### Goal
Convert the lines below into a Markdown table with the columns "Row" and "Line", numbering each row and skipping blank lines. Leave the pictures out of the table.

### Records for this exercise
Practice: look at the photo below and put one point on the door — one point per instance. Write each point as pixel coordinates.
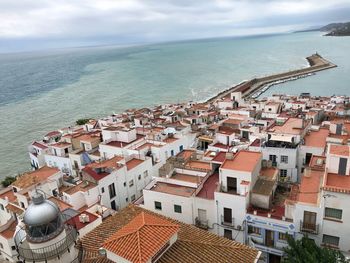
(339, 129)
(269, 238)
(202, 215)
(232, 184)
(228, 233)
(227, 215)
(342, 166)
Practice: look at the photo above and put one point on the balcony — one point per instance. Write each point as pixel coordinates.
(202, 223)
(227, 221)
(48, 252)
(307, 227)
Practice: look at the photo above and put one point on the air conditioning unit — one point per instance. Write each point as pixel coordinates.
(84, 218)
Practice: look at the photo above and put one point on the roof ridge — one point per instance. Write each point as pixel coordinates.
(139, 244)
(235, 246)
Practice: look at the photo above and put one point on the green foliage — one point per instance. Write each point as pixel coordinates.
(306, 251)
(82, 121)
(8, 180)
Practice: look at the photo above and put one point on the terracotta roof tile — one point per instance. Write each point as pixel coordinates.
(243, 161)
(141, 238)
(193, 244)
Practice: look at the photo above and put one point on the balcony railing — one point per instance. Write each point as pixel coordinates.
(227, 221)
(309, 227)
(202, 223)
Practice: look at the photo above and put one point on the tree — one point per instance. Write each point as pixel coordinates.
(82, 121)
(305, 250)
(8, 180)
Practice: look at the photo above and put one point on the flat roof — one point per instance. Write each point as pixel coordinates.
(187, 178)
(133, 163)
(343, 150)
(263, 187)
(290, 126)
(209, 187)
(310, 186)
(34, 177)
(173, 189)
(337, 183)
(243, 161)
(82, 187)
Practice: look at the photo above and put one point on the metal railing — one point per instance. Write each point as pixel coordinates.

### Response to the exercise
| Row | Line |
|---|---|
| 1 | Practice: look at the photo below and put one point on the door — one point per instance. Write each point as pixel coordinates. |
| 2 | (339, 129) |
| 3 | (269, 238) |
| 4 | (202, 215) |
| 5 | (232, 184) |
| 6 | (228, 233) |
| 7 | (227, 215) |
| 8 | (342, 166) |
| 9 | Practice: look at the photo above and put one point on the balcony — one point per instance. Write each point as pixel coordinates. |
| 10 | (202, 223) |
| 11 | (227, 221) |
| 12 | (48, 252) |
| 13 | (307, 227) |
| 14 | Practice: look at the photo above and put one point on the air conditioning unit — one point per instance. Write each point as pixel coordinates. |
| 15 | (84, 218) |
| 16 | Practice: look at the photo above and put one point on the roof ridge — one point per instance. Write each point as pixel coordinates. |
| 17 | (139, 244) |
| 18 | (235, 246) |
| 19 | Practice: look at the photo above and put one point on the green foliage — one point per instance. Write each point as pixel coordinates. |
| 20 | (306, 251) |
| 21 | (82, 121) |
| 22 | (8, 180) |
| 23 | Practice: look at the photo above and put one point on the terracotta roof tile — one point per instance. Write each point as pixel coordinates. |
| 24 | (243, 161) |
| 25 | (141, 238) |
| 26 | (193, 244) |
| 27 | Practice: look at the photo above and put one point on the balcony railing — one point per instance. Write each point as pixel coordinates. |
| 28 | (227, 221) |
| 29 | (309, 227) |
| 30 | (202, 223) |
| 31 | Practice: look at the photo above and put one point on the tree — one point per instance. Write each point as pixel coordinates. |
| 32 | (82, 121) |
| 33 | (305, 250) |
| 34 | (8, 180) |
| 35 | Practice: look at the photo above and put one point on the flat roof — one point per instance. Write each point as pixel coordinates. |
| 36 | (187, 178) |
| 37 | (133, 163) |
| 38 | (343, 150) |
| 39 | (263, 187) |
| 40 | (290, 126) |
| 41 | (209, 187) |
| 42 | (310, 186) |
| 43 | (34, 177) |
| 44 | (173, 189) |
| 45 | (337, 183) |
| 46 | (243, 161) |
| 47 | (82, 187) |
| 48 | Practice: look at the photo above and put one point on the metal railing — one point per instance. Write each point as pixel coordinates. |